## EXERCISE BRIEF
Send each entry back exactly as given, pictures excluded.

## MATERIAL TO PROCESS

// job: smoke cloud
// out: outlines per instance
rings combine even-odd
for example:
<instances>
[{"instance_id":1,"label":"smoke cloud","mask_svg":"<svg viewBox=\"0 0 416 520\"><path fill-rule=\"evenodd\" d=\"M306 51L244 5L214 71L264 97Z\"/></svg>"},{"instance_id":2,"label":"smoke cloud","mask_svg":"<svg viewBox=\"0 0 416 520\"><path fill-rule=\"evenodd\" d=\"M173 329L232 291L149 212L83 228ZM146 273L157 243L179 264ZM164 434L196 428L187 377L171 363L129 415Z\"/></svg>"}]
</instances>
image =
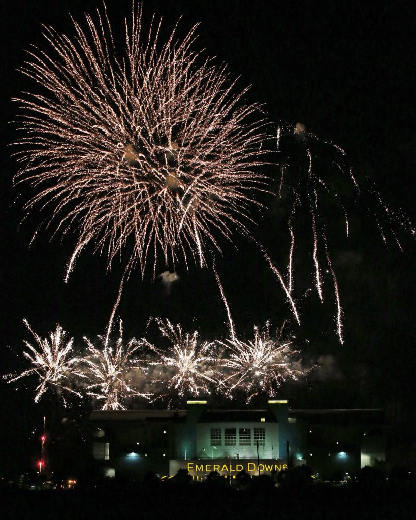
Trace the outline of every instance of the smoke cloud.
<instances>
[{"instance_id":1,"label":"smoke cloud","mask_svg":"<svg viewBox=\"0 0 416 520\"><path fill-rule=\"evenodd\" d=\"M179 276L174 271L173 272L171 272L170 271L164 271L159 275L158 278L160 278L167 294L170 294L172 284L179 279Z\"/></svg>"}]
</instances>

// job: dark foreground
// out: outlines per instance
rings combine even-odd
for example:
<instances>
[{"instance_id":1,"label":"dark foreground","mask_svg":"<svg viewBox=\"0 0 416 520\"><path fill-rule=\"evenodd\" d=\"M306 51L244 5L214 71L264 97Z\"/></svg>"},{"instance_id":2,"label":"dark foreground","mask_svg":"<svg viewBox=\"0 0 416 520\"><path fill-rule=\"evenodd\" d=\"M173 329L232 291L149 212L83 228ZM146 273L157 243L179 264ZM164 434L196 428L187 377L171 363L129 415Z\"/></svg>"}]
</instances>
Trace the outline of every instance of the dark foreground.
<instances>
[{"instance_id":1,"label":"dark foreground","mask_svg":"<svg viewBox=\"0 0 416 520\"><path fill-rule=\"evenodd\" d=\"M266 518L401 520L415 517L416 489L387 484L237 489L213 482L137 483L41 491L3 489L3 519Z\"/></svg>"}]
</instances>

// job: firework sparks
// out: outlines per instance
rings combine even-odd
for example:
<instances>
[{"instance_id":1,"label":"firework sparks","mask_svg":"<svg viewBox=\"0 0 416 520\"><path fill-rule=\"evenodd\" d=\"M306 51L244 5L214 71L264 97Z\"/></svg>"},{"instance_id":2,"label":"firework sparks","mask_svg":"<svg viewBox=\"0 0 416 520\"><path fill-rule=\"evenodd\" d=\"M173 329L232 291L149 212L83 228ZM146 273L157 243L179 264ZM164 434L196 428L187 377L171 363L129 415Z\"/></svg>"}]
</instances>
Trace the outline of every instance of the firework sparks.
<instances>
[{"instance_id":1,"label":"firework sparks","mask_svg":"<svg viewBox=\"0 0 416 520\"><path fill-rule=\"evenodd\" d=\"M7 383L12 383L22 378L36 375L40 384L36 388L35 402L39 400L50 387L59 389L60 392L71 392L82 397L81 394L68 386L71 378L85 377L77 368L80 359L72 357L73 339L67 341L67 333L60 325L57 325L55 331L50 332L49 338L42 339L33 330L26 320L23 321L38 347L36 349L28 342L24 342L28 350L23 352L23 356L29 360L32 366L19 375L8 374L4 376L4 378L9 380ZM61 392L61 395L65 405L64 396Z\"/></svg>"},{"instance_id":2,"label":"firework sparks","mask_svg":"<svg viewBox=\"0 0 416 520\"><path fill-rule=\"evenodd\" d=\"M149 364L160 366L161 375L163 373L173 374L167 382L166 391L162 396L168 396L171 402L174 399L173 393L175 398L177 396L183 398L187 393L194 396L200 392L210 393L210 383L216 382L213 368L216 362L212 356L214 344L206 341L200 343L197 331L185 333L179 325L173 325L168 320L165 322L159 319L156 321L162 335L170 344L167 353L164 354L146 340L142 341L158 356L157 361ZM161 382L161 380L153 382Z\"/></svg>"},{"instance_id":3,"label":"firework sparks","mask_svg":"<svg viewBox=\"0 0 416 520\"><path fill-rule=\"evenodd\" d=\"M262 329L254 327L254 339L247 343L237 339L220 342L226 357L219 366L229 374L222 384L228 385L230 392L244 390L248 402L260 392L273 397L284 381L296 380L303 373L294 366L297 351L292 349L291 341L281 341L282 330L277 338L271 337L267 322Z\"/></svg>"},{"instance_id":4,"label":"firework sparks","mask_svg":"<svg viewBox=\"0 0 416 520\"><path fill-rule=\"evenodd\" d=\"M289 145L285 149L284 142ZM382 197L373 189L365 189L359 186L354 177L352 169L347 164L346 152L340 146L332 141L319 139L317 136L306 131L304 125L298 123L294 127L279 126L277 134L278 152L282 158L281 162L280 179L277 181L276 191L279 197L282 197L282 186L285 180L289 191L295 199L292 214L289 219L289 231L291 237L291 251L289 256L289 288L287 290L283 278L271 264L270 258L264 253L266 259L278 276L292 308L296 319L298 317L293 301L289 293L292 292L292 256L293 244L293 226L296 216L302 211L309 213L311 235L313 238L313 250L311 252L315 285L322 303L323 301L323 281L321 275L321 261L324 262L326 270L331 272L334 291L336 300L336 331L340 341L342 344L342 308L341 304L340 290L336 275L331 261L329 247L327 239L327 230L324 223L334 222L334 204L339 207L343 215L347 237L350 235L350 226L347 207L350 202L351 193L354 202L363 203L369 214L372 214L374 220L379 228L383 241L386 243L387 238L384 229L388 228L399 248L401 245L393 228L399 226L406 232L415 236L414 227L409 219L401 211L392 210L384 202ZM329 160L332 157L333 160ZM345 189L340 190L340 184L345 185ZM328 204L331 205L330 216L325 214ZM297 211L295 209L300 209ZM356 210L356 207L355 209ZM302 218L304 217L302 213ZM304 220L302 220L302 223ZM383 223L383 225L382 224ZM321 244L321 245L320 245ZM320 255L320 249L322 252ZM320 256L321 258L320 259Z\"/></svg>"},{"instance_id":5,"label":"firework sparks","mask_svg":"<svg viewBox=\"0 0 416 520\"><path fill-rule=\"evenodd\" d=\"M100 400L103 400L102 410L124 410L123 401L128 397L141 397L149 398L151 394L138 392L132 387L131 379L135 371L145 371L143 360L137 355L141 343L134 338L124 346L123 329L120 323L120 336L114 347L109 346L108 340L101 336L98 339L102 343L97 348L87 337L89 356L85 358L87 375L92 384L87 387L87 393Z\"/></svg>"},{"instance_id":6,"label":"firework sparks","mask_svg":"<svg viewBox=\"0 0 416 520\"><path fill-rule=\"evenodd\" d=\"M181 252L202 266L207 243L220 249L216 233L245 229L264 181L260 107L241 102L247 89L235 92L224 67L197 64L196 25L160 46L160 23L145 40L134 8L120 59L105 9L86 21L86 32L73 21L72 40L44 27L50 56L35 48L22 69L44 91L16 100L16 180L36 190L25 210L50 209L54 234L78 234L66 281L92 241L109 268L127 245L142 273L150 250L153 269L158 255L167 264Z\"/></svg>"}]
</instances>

## RESULT OF THE TASK
// job: smoke cloud
// out: outlines per instance
rings combine even-odd
for example:
<instances>
[{"instance_id":1,"label":"smoke cloud","mask_svg":"<svg viewBox=\"0 0 416 520\"><path fill-rule=\"evenodd\" d=\"M306 51L244 5L214 71L264 97Z\"/></svg>"},{"instance_id":2,"label":"smoke cloud","mask_svg":"<svg viewBox=\"0 0 416 520\"><path fill-rule=\"evenodd\" d=\"M173 329L232 291L149 212L83 228ZM146 273L157 243L179 264ZM164 434L196 428L187 377L171 363L129 415Z\"/></svg>"}]
</instances>
image =
Trace the outline of every instance of the smoke cloud.
<instances>
[{"instance_id":1,"label":"smoke cloud","mask_svg":"<svg viewBox=\"0 0 416 520\"><path fill-rule=\"evenodd\" d=\"M179 276L174 271L173 272L171 272L170 271L164 271L159 275L158 278L160 278L167 294L170 294L172 284L179 279Z\"/></svg>"}]
</instances>

// job: dark foreground
// out: outlines per instance
rings combine even-odd
for example:
<instances>
[{"instance_id":1,"label":"dark foreground","mask_svg":"<svg viewBox=\"0 0 416 520\"><path fill-rule=\"evenodd\" d=\"M306 51L244 5L214 71L264 97Z\"/></svg>"},{"instance_id":2,"label":"dark foreground","mask_svg":"<svg viewBox=\"0 0 416 520\"><path fill-rule=\"evenodd\" d=\"M173 329L232 291L149 212L83 228ZM146 273L157 243L179 264ZM164 434L196 428L187 377L171 363L129 415Z\"/></svg>"}]
</instances>
Trace the outline of every instance of the dark foreground.
<instances>
[{"instance_id":1,"label":"dark foreground","mask_svg":"<svg viewBox=\"0 0 416 520\"><path fill-rule=\"evenodd\" d=\"M266 518L401 520L415 517L416 489L387 484L237 489L213 482L137 483L41 491L3 489L3 519Z\"/></svg>"}]
</instances>

// job: firework sparks
// out: outlines per instance
rings combine even-odd
for example:
<instances>
[{"instance_id":1,"label":"firework sparks","mask_svg":"<svg viewBox=\"0 0 416 520\"><path fill-rule=\"evenodd\" d=\"M306 51L244 5L214 71L264 97Z\"/></svg>"},{"instance_id":2,"label":"firework sparks","mask_svg":"<svg viewBox=\"0 0 416 520\"><path fill-rule=\"evenodd\" d=\"M173 329L232 291L149 212L83 228ZM146 273L157 243L179 264ZM164 434L196 428L187 377L171 363L129 415Z\"/></svg>"}]
</instances>
Trace the outline of every instance of the firework sparks.
<instances>
[{"instance_id":1,"label":"firework sparks","mask_svg":"<svg viewBox=\"0 0 416 520\"><path fill-rule=\"evenodd\" d=\"M7 383L12 383L22 378L36 375L40 384L36 388L35 402L39 400L50 387L59 389L60 392L71 392L82 397L81 394L68 386L71 378L85 377L77 368L80 359L72 357L73 339L67 341L67 333L60 325L57 325L55 331L50 332L49 338L42 339L33 330L26 320L23 321L38 347L36 349L28 342L24 342L28 350L23 352L23 356L29 360L32 366L19 375L8 374L4 376L4 378L9 380ZM61 392L61 395L65 405L64 396Z\"/></svg>"},{"instance_id":2,"label":"firework sparks","mask_svg":"<svg viewBox=\"0 0 416 520\"><path fill-rule=\"evenodd\" d=\"M149 364L160 366L161 375L163 373L173 374L167 382L166 391L162 396L168 396L171 402L174 399L173 393L175 398L177 396L183 398L187 393L194 396L200 392L210 393L210 383L216 382L213 368L216 362L212 356L214 344L206 341L200 343L197 331L185 333L179 325L173 325L168 320L165 322L159 319L156 321L162 335L170 344L167 353L164 354L146 340L142 341L158 356L157 361ZM161 382L161 380L153 382Z\"/></svg>"},{"instance_id":3,"label":"firework sparks","mask_svg":"<svg viewBox=\"0 0 416 520\"><path fill-rule=\"evenodd\" d=\"M262 329L254 327L254 339L247 343L237 339L220 342L226 357L219 366L229 374L222 384L228 385L230 392L244 390L248 402L260 392L273 397L284 381L296 380L303 373L294 366L297 351L292 349L291 341L281 341L282 330L277 338L271 337L267 322Z\"/></svg>"},{"instance_id":4,"label":"firework sparks","mask_svg":"<svg viewBox=\"0 0 416 520\"><path fill-rule=\"evenodd\" d=\"M289 145L285 149L284 142ZM382 197L373 189L365 189L359 186L354 177L352 169L347 164L346 152L340 146L332 141L319 139L317 136L306 131L304 125L298 123L294 127L279 126L277 134L278 152L282 158L281 162L280 179L277 181L276 191L279 197L282 197L282 186L285 180L289 191L295 199L292 214L289 219L289 231L291 237L291 251L289 256L289 288L287 290L283 278L271 264L270 258L264 253L266 259L278 276L292 308L296 319L298 317L293 301L289 293L292 292L292 256L293 244L293 226L296 216L302 211L309 213L311 235L313 238L313 250L311 252L315 285L322 303L323 301L323 281L321 275L321 261L324 262L326 270L331 272L334 291L336 300L336 331L340 341L342 344L342 308L341 304L340 290L336 275L331 261L329 247L327 239L327 230L324 223L334 222L334 204L339 207L343 215L347 237L350 235L350 226L347 207L350 202L351 193L354 202L363 203L369 214L372 214L374 220L379 228L383 241L386 243L387 238L384 229L388 228L399 248L401 245L393 228L399 226L406 232L415 236L414 227L409 219L401 211L392 210L384 202ZM329 160L332 157L333 160ZM345 189L340 190L340 184L345 185ZM328 204L331 205L330 216L325 214ZM297 211L295 209L300 209ZM356 210L356 207L355 209ZM302 218L304 217L302 213ZM304 220L302 220L302 223ZM383 223L383 225L382 224ZM321 244L321 245L320 245ZM320 255L320 249L322 252ZM320 256L321 258L320 259Z\"/></svg>"},{"instance_id":5,"label":"firework sparks","mask_svg":"<svg viewBox=\"0 0 416 520\"><path fill-rule=\"evenodd\" d=\"M100 400L103 400L102 410L124 410L123 401L128 397L141 397L149 398L151 394L138 392L132 387L131 379L135 371L145 371L143 360L137 355L141 343L134 338L124 346L123 329L120 323L120 336L114 347L109 346L108 340L101 336L98 339L102 343L97 348L87 337L89 356L85 358L87 375L92 384L87 387L87 393Z\"/></svg>"},{"instance_id":6,"label":"firework sparks","mask_svg":"<svg viewBox=\"0 0 416 520\"><path fill-rule=\"evenodd\" d=\"M181 252L202 266L207 243L220 249L216 233L245 229L264 181L260 107L241 102L247 89L235 92L224 67L197 64L196 25L160 46L160 23L145 40L134 8L120 59L105 9L86 21L86 32L73 21L72 40L44 27L50 56L35 48L22 69L44 91L16 100L16 180L36 190L25 210L50 209L54 234L78 234L66 281L92 241L109 268L127 245L142 273L150 250L153 269L158 255L167 264Z\"/></svg>"}]
</instances>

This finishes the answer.